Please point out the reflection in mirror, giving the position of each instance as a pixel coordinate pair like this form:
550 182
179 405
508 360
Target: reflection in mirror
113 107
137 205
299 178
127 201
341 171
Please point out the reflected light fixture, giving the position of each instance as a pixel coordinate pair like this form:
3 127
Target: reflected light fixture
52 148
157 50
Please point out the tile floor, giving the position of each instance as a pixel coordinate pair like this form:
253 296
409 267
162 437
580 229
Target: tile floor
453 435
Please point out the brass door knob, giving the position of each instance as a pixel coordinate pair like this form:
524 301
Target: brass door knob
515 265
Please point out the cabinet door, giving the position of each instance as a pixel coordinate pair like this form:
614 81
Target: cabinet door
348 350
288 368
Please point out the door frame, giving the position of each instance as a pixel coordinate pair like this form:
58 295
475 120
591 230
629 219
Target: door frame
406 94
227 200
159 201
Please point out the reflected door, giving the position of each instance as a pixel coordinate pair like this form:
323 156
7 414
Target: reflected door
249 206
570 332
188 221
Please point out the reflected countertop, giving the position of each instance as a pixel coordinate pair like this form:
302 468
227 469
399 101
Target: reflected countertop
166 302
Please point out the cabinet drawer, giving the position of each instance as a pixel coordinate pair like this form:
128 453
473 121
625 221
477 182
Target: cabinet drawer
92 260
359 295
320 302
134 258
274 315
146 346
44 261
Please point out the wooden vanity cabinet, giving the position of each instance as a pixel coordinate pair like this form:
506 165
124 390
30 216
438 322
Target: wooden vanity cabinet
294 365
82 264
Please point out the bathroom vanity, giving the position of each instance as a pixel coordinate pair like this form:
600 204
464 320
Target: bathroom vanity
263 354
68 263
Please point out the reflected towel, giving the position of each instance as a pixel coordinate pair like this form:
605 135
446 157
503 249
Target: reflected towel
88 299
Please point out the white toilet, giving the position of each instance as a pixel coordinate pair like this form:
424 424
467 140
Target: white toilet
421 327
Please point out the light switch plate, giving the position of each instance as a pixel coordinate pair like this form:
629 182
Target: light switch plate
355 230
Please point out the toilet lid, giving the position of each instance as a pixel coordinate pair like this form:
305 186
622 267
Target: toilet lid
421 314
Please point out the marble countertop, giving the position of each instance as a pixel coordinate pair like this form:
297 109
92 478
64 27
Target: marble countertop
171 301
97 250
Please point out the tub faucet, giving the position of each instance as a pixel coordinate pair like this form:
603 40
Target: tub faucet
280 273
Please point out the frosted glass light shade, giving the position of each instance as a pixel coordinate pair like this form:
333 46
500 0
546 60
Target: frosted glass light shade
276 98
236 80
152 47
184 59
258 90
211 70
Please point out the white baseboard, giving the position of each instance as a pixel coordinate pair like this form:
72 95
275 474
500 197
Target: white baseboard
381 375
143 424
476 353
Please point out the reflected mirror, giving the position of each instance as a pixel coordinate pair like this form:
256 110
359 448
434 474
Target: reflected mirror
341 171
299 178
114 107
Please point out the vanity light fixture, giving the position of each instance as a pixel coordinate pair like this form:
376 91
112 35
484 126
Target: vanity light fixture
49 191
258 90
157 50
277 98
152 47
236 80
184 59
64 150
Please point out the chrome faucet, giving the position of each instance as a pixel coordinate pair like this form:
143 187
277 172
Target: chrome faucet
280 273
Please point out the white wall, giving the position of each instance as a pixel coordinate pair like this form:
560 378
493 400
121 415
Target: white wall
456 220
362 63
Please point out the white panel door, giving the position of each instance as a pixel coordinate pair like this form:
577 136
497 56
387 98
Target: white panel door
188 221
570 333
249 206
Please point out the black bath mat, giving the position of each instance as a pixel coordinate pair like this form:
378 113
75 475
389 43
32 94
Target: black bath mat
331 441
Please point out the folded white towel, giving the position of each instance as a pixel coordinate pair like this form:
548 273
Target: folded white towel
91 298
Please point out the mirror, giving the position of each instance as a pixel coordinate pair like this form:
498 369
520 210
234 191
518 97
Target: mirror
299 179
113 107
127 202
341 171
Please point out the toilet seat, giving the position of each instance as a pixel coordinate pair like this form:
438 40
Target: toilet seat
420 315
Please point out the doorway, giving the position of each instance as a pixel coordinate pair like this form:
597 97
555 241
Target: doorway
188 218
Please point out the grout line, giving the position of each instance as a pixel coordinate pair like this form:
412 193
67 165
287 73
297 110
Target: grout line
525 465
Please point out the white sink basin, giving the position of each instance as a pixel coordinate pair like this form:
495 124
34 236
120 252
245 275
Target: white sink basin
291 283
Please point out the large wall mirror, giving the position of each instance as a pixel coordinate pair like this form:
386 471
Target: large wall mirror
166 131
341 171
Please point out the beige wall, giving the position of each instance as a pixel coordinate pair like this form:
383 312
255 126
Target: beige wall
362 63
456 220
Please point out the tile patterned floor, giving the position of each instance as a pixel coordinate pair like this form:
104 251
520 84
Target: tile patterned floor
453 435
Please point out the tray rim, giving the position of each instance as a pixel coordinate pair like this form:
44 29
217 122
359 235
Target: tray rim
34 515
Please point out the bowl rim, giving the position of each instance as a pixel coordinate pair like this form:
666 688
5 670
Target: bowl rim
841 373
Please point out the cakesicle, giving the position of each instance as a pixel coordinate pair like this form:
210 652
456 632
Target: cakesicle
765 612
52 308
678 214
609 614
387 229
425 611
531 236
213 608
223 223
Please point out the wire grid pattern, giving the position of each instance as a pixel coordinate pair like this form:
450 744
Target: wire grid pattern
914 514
------------------------
• TASK REQUIREMENTS
Would you repeat the records above without any changes?

• RESPONSE TO THE EXERCISE
Please point out the reflection in mirror, giving the position of each instance as a pixel coordinate pair like this form:
550 182
179 405
508 360
Target: reflection in mirror
113 107
137 205
299 178
127 201
341 171
Please point out the reflected light fixture, giving the position of each instance as a pixel coordinate pair like this form:
3 127
Target: reflected light fixture
52 148
157 50
Please point out the tile floor, giving the position of each instance as a pixel coordinate pair like this form:
253 296
409 267
162 437
580 229
Target: tile floor
453 435
Please point out the brass door knob, giving the position of each instance as a pixel coordinate pair like this form:
524 301
Target: brass door knob
515 265
Please point out the cabinet door, giving the position of each instance as a pixel coordinate pair like this form:
614 81
Target: cabinet door
348 350
288 368
Please point out the door frame, giving the position of each instance as a pixel coordinate pair like this form:
58 295
475 120
591 230
629 219
Target: door frame
406 94
227 200
159 201
Please point out the reflected door, giving the position of each instance as a pixel coordinate pair like this form:
323 156
7 414
Target: reflected door
249 206
570 332
188 221
Please point out the reflected countertop, giving the position of each instance as a pixel coordinate pair like this form:
302 468
227 469
399 101
Target: reflected countertop
166 302
Please point out the cabinet drawer, giving the position of each instance as a pixel coordinate pair like this form:
128 453
473 121
625 221
477 182
Target: cabinet drawer
92 260
359 295
320 302
134 258
274 315
146 346
44 261
Please point out the wooden vanity cabinet, giving the position of each instance as a pixel coordinate pair like this form:
506 165
124 390
30 216
438 322
Target: wooden vanity cabinet
294 365
82 264
Please point out the bathroom vanity, giving the position of each instance as a pixel coordinate pair like this form:
600 204
464 320
Target: bathroom vanity
263 354
68 263
Please point out the reflected towel, giving the position of each instance as a pixel coordinate pair like this form:
605 135
446 157
503 249
Target: reflected towel
88 299
Please point out the white toilet, giving the position of each instance as a pixel coordinate pair like this form:
424 424
467 140
Target: white toilet
421 327
Please point out the light switch plate, giving the position of each instance as a pixel coordinate pair like this form:
629 182
Target: light switch plate
355 230
Please point out the toilet lid, giving the position of each instance as a pixel coordinate pair like this form:
305 186
622 267
Target: toilet lid
421 314
Please point out the marble countertop, giving the position of each instance as a pixel coordinate pair like this form:
297 109
92 478
64 27
Target: marble countertop
171 301
97 250
Please point out the tub faucet, giving the position of each instance as a pixel coordinate pair like this form:
603 40
Target: tub faucet
280 273
Please point out the frosted glass light shade, giving the position of each instance as a pixel coordinate pair like this form:
333 46
500 0
546 60
Target: frosted glass light shade
276 98
236 80
152 47
184 59
258 90
211 70
Please point out the white baseboard, giving the position of each instance as a pixel coordinate pair like this form:
72 95
275 474
500 197
Target: white baseboard
381 375
143 424
476 353
Please point out the reflected mirror, giving the position of each instance as a pixel coordinate pair like this form:
256 110
359 448
434 474
Target: reflected mirror
341 171
299 178
114 107
Please point out the vanity light fixture, giving the position of each instance as a pixel coordinate pair like this form:
376 91
112 35
484 126
Target: vanity light fixture
49 191
258 90
157 50
277 98
152 47
236 80
184 59
64 150
Please point out the chrome faucet, giving the position of each instance as a pixel coordinate pair like this form:
143 187
277 172
Target: chrome faucet
280 273
Please point out the white wall, giving the position of each instance as a pixel coordinate pair like this form:
560 378
493 400
121 415
Target: white wall
456 220
362 63
Please point out the white panel door, giving the position of each instance as a pixel coordinate pair like this form:
577 136
497 56
387 98
Target: white panel door
188 221
570 333
249 206
Please point out the black bath mat, giving the position of each instance as a pixel coordinate pair like this form:
378 113
75 475
389 43
32 94
Target: black bath mat
331 441
Please point out the folded white towel, giving the position of each instance as a pixel coordinate pair like this form:
548 273
Target: folded white towel
91 298
Please point out the mirror, giving the position of each instance as a pixel coordinate pair like this form:
498 369
520 210
234 191
518 97
Target: mirror
299 179
113 107
127 202
341 171
Please point out the toilet seat, giving the position of each instance as a pixel coordinate pair like this form:
438 40
Target: toilet seat
420 315
Please point out the doorway, giving the position of each instance as a pixel coordinate pair like this form:
597 97
555 241
Target: doorway
188 218
Please point out the grout line, giving the position of each instance as a pixel coordinate pair like this form:
412 193
67 165
287 73
297 110
Target: grout line
525 465
Please point out the white sink basin, giving the position of each instance as a pixel coordinate pair like this form:
495 124
34 236
120 252
245 275
Target: white sink basin
291 283
Please point out the large wall mirror, giving the position of each instance as a pixel coordinate pair like this form:
386 471
Target: large wall mirror
166 131
341 171
Please point out the beige wall, giving the position of each instance as a pixel coordinate pair like this form:
383 312
255 126
Target: beige wall
362 63
456 220
Please point out the tile patterned floor, giving the position of each instance as a pixel coordinate pair like this form:
104 251
520 84
Target: tile patterned floor
453 435
Please point out the tray rim, giving the position of each instance as a pixel coordinate pair like this form:
44 29
217 122
359 235
Target: tray rim
34 515
Please point out the bowl rim, giving the position of each instance as a pixel coordinate pair like this form:
666 688
5 670
Target: bowl rim
841 373
Please point out the cakesicle, giving the position of each instance as a pixel coordinate pair like this form:
210 652
456 632
Target: cakesicle
765 612
52 308
678 214
609 614
387 229
425 611
531 236
213 608
223 223
Please point out the wire grid pattern, giving the position of each instance as a pixel coordinate pair like this form:
450 744
Target: wire grid pattern
914 514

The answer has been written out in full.